● **Do this**
Print all of the records below line for line without any changes, and leave the pictures out.

Records for pointing at named objects:
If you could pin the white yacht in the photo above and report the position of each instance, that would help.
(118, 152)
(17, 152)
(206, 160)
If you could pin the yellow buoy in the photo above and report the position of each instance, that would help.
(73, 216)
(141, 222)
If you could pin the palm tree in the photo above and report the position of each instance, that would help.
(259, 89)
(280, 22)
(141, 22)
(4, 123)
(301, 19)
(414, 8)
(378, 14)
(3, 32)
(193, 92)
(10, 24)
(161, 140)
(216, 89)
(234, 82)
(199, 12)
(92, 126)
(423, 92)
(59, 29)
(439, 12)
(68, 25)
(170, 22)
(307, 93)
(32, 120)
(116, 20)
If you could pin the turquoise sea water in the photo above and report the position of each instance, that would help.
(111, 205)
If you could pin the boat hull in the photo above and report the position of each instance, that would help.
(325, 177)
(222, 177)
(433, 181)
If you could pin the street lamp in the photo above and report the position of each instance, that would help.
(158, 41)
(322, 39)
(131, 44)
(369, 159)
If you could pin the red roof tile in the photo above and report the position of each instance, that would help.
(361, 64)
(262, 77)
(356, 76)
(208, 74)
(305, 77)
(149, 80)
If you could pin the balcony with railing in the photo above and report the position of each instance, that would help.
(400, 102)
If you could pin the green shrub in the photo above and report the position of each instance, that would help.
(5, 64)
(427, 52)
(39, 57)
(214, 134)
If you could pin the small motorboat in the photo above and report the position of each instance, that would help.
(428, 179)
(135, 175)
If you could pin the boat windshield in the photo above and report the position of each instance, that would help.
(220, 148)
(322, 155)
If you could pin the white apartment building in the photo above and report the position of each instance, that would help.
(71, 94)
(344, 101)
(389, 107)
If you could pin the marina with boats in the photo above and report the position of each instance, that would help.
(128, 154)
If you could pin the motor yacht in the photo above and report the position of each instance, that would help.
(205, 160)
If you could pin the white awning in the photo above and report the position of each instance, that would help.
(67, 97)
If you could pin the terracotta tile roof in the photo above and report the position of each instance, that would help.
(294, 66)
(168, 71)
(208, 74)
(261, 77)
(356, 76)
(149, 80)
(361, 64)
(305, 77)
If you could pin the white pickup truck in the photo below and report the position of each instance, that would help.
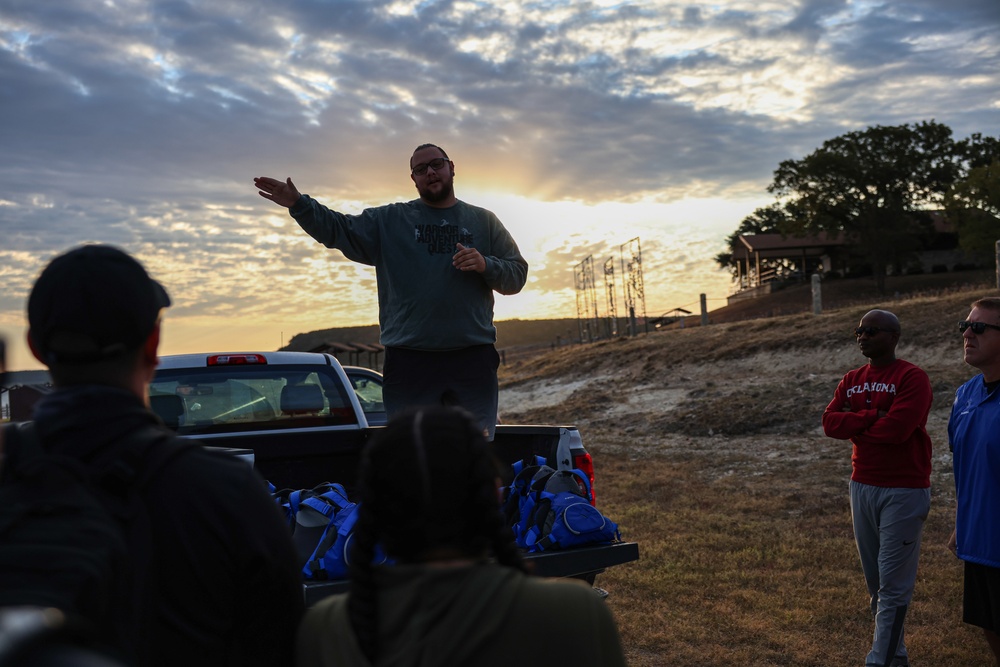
(303, 422)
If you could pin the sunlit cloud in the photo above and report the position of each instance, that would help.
(581, 124)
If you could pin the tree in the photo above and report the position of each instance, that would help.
(874, 186)
(767, 220)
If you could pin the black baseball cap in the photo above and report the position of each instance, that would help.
(92, 303)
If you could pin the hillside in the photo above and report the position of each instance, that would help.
(771, 374)
(712, 457)
(519, 338)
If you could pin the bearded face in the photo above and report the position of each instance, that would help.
(436, 182)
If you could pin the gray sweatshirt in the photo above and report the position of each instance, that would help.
(424, 302)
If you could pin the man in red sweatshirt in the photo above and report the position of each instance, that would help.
(882, 409)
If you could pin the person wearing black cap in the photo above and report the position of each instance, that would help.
(217, 569)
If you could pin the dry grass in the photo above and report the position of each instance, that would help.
(710, 455)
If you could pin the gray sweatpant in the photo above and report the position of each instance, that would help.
(888, 523)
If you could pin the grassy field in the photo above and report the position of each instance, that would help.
(711, 456)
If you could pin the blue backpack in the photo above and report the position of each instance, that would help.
(559, 516)
(520, 496)
(322, 521)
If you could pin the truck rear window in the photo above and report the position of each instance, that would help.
(249, 398)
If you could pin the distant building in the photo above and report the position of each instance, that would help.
(761, 260)
(19, 393)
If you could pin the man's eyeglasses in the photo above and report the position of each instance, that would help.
(436, 164)
(978, 328)
(871, 331)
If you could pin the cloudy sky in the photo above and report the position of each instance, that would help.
(583, 125)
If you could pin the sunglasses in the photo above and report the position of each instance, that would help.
(871, 331)
(437, 164)
(978, 328)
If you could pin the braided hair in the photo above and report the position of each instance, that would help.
(426, 482)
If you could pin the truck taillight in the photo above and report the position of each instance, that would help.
(236, 359)
(585, 463)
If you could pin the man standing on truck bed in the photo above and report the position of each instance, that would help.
(437, 262)
(208, 572)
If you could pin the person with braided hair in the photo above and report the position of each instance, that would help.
(459, 592)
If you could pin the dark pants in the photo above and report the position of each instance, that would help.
(466, 377)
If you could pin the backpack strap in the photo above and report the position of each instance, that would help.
(20, 448)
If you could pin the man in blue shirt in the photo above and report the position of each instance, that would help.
(974, 434)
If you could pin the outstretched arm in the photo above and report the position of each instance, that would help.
(282, 193)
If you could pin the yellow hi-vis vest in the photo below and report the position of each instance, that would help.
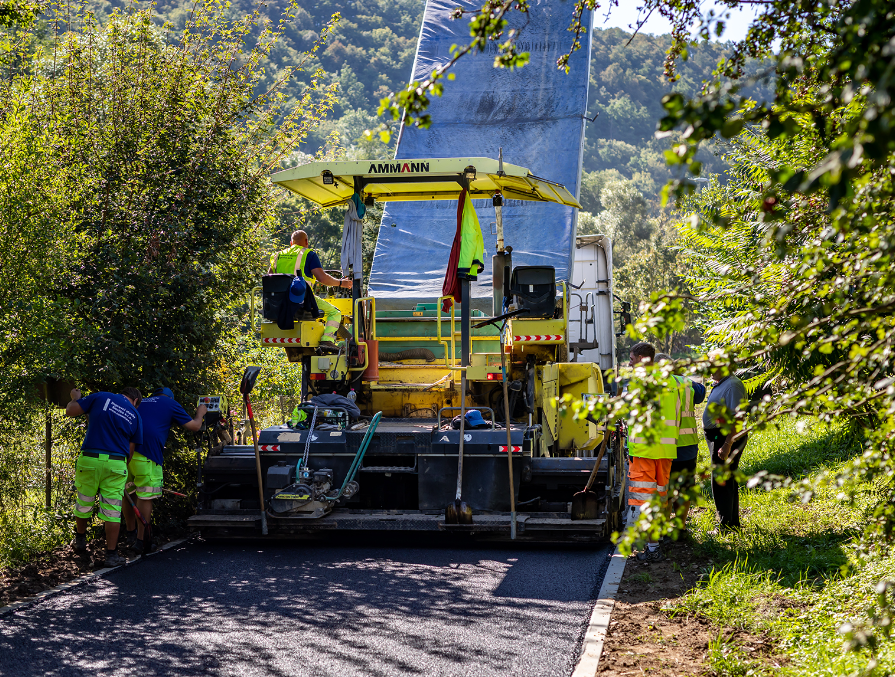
(688, 434)
(284, 262)
(665, 424)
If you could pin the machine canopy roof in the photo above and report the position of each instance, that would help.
(427, 179)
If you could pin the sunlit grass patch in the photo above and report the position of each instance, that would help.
(792, 571)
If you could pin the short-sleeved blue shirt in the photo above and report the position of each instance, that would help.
(159, 413)
(113, 424)
(312, 261)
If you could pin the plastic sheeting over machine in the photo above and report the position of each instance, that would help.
(535, 114)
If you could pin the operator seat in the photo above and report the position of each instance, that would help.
(274, 292)
(534, 288)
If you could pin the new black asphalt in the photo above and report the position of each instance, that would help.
(332, 609)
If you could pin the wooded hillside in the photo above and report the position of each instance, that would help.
(370, 54)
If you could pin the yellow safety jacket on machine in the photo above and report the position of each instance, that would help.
(284, 262)
(666, 424)
(688, 434)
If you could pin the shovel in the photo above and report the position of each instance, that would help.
(147, 527)
(584, 503)
(245, 387)
(459, 512)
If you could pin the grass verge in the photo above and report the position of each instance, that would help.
(793, 572)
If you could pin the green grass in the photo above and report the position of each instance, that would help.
(793, 571)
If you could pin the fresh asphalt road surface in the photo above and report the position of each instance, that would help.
(317, 610)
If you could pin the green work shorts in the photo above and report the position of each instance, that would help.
(102, 477)
(147, 475)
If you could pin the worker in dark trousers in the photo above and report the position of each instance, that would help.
(114, 430)
(726, 443)
(159, 413)
(683, 468)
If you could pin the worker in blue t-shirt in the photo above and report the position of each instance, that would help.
(159, 413)
(114, 430)
(299, 259)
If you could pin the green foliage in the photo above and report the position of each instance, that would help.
(794, 573)
(127, 216)
(626, 89)
(134, 203)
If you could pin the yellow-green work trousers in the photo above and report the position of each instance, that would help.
(332, 318)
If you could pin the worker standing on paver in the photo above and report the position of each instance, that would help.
(723, 411)
(114, 429)
(300, 259)
(159, 413)
(683, 467)
(650, 461)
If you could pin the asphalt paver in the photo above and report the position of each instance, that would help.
(331, 609)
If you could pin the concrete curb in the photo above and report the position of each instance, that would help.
(592, 646)
(86, 578)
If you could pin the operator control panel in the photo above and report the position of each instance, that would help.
(217, 409)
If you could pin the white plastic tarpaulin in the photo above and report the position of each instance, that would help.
(535, 113)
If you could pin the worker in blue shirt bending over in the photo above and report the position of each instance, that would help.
(300, 259)
(114, 430)
(159, 413)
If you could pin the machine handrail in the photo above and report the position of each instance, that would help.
(438, 425)
(448, 361)
(356, 324)
(355, 465)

● **Finished task**
If you could pin the white yacht in the photo above and report the position of each instance, that would help.
(118, 152)
(17, 152)
(206, 160)
If you could pin the yellow buoy in the photo above and report the position of each instance, that would help.
(73, 216)
(141, 222)
If you could pin the palm tree in the photo above and report the position of each instance, that would help.
(259, 89)
(280, 22)
(141, 22)
(4, 123)
(301, 19)
(414, 8)
(378, 14)
(3, 32)
(193, 92)
(10, 24)
(161, 140)
(216, 89)
(234, 82)
(199, 12)
(92, 126)
(423, 92)
(59, 29)
(439, 12)
(68, 25)
(170, 22)
(307, 93)
(32, 120)
(116, 20)
If you could pin the turquoise sea water in the photo above and report the position of each instance, that would help.
(111, 205)
If you could pin the boat hull in the photo above and report the position of each instance, that would help.
(325, 177)
(222, 177)
(433, 181)
If you could pin the street lamp in the photo above and report the position of each instance, that would help.
(158, 41)
(322, 39)
(131, 44)
(369, 159)
If you could pin the red roof tile in the photo above and report the position of each instance, that would help.
(361, 64)
(262, 77)
(356, 76)
(208, 74)
(305, 77)
(149, 80)
If you could pin the balcony with railing in the photo above and report the position of each instance, that would help.
(400, 102)
If you could pin the green shrub in the photo above and report the position of each instance, that would help.
(5, 64)
(427, 52)
(39, 57)
(214, 134)
If you could pin the small motorboat in the photo above and report the position of each instance, that would help.
(428, 179)
(135, 175)
If you could pin the boat windshield in the photo above and report the position of each instance, that would help.
(220, 148)
(322, 155)
If you could pin the white apartment building in the photo above and report the position of each instance, that would help.
(71, 94)
(344, 101)
(389, 107)
If you could pin the marina with boats in the photo above and report the position of each instance, that would help.
(128, 154)
If you could pin the motor yacht in the photo above and report the position of each instance, that would help.
(205, 160)
If you could pin the white awning in the photo above and report the position of each instance, that would help.
(67, 97)
If you could pin the terracotta tile roof in the photo above and report the position of each instance, that would help.
(294, 66)
(168, 71)
(208, 74)
(261, 77)
(356, 76)
(149, 80)
(361, 64)
(305, 77)
If you could pin the white pickup truck in the photo below and report the position of each instance, that would help.
(303, 422)
If you could pin the sunlit cloud in the photo above and report the position of each instance, that would help.
(581, 124)
If you could pin the tree in the photo above and report the position of each instance, that would help.
(874, 186)
(767, 220)
If you could pin the black baseball cap in the photo above and report the position of each instance, that would help.
(92, 303)
If you could pin the hillside in the photo above and report the position of each instance, that would help.
(771, 374)
(712, 457)
(519, 338)
If you could pin the bearded face in the photo above and report the position of each instance, that would help.
(436, 182)
If you could pin the gray sweatshirt in the photo above and report the position of each instance, that would help.
(424, 302)
If you could pin the man in red sweatshirt in the photo above and report the position of each instance, that would help.
(882, 409)
If you could pin the person wearing black cap in the photo above and report the position of each instance, that would help.
(217, 569)
If you could pin the dry grass in the photo above and report the position of each instance, that would help.
(710, 455)
If you could pin the gray sweatpant in the photo above and report the position of each instance, that would help.
(888, 523)
If you could pin the grassy field in the photo above and report the position of each instance, that would help.
(711, 456)
If you could pin the blue backpack in the photo above and report the position of each instance, that would help.
(559, 516)
(520, 496)
(322, 521)
If you could pin the truck rear window in the photo above and report the position of each instance, that would help.
(249, 398)
If you could pin the distant building in the photo above and report the position of each instance, that would help.
(761, 260)
(19, 393)
If you could pin the man's eyeglasses in the photo above and report the position of each instance, that would help.
(436, 164)
(978, 328)
(871, 331)
If you could pin the cloudy sky in the photo above and report the position of each instance, that would help.
(583, 125)
If you could pin the sunglasses in the photo above and report the position of each instance, that would help.
(871, 331)
(437, 164)
(978, 328)
If you could pin the braided hair in the photo above and report the position of each instance, that would help.
(426, 482)
If you could pin the truck taillight in the photo above and report the position of each instance, that would help.
(236, 359)
(585, 463)
If you could pin the man standing on truck bed in the photo above and report the position of each instance, that would help.
(437, 262)
(208, 572)
If you could pin the person with braided hair in the photo above and report the position of each instance, that would help.
(459, 592)
If you could pin the dark pants in the photo above and report the position of each instance, that would help.
(466, 377)
If you could pin the backpack strap in the photo above and report the position of each instance, that would help.
(20, 448)
If you could pin the man in blue shirt in the photo above and report the position of each instance, that would help.
(974, 434)
If you could pin the outstretched arm in the photo above and report the position of each instance, that would help.
(282, 193)
If you could pin the yellow hi-vis vest in the photo below and report the position of each instance, that would help.
(688, 434)
(284, 262)
(665, 424)
If you could pin the machine canopy roof in the photo above and report the position of each instance, that would help.
(427, 179)
If you could pin the sunlit grass patch in the photo above and report the position of each instance, that would help.
(792, 571)
If you could pin the short-sleeved blue shirt in the photo above and report the position of each instance, that would help.
(159, 413)
(113, 424)
(312, 261)
If you could pin the plastic sheeting over machine in the photo above and report the position of each instance, that would help.
(535, 114)
If you could pin the operator seat in the photo above and report the position of each instance, that would help.
(274, 292)
(534, 288)
If you could pin the new black asphalt in the photo above and report the position of each instance, that would help.
(332, 609)
If you could pin the wooded hillside in the photo above and report the position of each instance, that would help.
(370, 54)
If you could pin the yellow safety jacket on machine in the photo above and report the position of each instance, that would help.
(284, 262)
(666, 424)
(688, 434)
If you could pin the shovel in the photo above and report the position of each instance, that would help.
(147, 527)
(584, 503)
(245, 387)
(459, 512)
If you could pin the grass verge in the photo above and report the position of each instance, that would help.
(793, 572)
If you could pin the green grass in the photo above and report the position of each instance, that would help.
(793, 571)
If you could pin the fresh asphalt road surface in the photo above and report the position of each instance, that would help.
(317, 610)
If you could pin the green work shorts in the photo above and report the position of each instance, that would help.
(102, 477)
(147, 475)
If you could pin the worker in dark trousers in the photo above and report the position of each instance, that would help.
(114, 430)
(726, 443)
(159, 413)
(683, 468)
If you could pin the worker in blue t-shirt in the photo above and report the position of each instance, that would help.
(159, 413)
(114, 430)
(299, 259)
If you could pin the green foliage in the photo above and report the position of each instance, that would help.
(794, 573)
(127, 216)
(626, 89)
(134, 203)
If you could pin the yellow-green work trousers in the photo above and report the position of each instance, that would help.
(332, 318)
If you could pin the worker standing on paver in the photo above and report the position of each instance, that would help.
(723, 411)
(114, 429)
(300, 259)
(159, 413)
(683, 467)
(650, 461)
If you could pin the asphalt paver in the photo above and report the position of each instance, that would help.
(331, 609)
If you could pin the concrete curb in the photo above and report the position of each instance, that would help.
(592, 646)
(86, 578)
If you could pin the operator control panel in the photo above and report the position of each instance, that would help.
(217, 409)
If you could pin the white plastic tarpaulin in the photo above and report the position of each instance, that would help.
(535, 113)
If you could pin the worker in blue shirt bending over in the photo above and report the position of each instance, that would help.
(300, 259)
(114, 430)
(159, 413)
If you could pin the machine handrail in the photo above and report the position of each instance, that would help.
(438, 425)
(448, 361)
(356, 324)
(355, 465)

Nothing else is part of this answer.